TASK GOAL: Find every line in the entries below that contains the word "horizon" and copy each one in full. Matching is case-sensitive.

PROVIDED MATERIAL:

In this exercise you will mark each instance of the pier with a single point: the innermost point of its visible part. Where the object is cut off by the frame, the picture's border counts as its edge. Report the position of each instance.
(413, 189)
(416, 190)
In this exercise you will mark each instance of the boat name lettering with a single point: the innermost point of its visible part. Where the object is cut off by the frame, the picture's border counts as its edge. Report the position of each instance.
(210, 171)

--

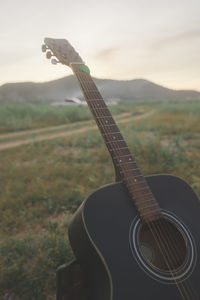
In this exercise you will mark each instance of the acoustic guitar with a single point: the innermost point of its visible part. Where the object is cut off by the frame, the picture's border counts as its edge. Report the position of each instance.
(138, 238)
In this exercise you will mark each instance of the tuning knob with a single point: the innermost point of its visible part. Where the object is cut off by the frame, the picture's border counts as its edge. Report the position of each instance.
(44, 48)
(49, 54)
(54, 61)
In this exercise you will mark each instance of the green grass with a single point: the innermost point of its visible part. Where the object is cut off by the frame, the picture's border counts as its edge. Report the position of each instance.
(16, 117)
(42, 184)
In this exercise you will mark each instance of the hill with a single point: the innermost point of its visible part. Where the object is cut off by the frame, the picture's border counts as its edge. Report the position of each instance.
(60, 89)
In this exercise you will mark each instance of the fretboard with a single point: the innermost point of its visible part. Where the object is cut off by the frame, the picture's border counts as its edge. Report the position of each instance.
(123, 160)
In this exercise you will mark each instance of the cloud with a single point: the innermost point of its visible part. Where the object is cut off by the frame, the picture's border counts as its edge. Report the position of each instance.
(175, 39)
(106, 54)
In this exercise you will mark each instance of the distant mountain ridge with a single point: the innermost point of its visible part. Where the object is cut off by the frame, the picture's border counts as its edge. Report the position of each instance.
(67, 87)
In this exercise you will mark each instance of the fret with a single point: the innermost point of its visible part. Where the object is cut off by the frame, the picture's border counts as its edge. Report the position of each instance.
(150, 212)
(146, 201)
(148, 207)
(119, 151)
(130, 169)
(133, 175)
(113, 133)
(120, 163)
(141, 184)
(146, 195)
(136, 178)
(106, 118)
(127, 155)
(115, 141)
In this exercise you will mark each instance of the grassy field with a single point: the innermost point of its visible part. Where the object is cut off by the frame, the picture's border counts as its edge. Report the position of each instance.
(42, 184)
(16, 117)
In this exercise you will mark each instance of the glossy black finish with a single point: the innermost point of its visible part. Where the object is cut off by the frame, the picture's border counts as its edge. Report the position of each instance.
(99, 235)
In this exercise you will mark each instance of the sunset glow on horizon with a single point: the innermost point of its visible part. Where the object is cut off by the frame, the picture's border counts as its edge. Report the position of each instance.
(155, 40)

---

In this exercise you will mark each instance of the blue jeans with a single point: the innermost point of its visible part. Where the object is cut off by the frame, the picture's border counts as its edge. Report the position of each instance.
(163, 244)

EXPECTED OUTPUT:
In this exercise you will mark each instance of the sunset glow on horizon with a single point: the innermost point of its visible part. Where the object is cut off by the frame, the picture's border counts as its edge. Report the position of each instance.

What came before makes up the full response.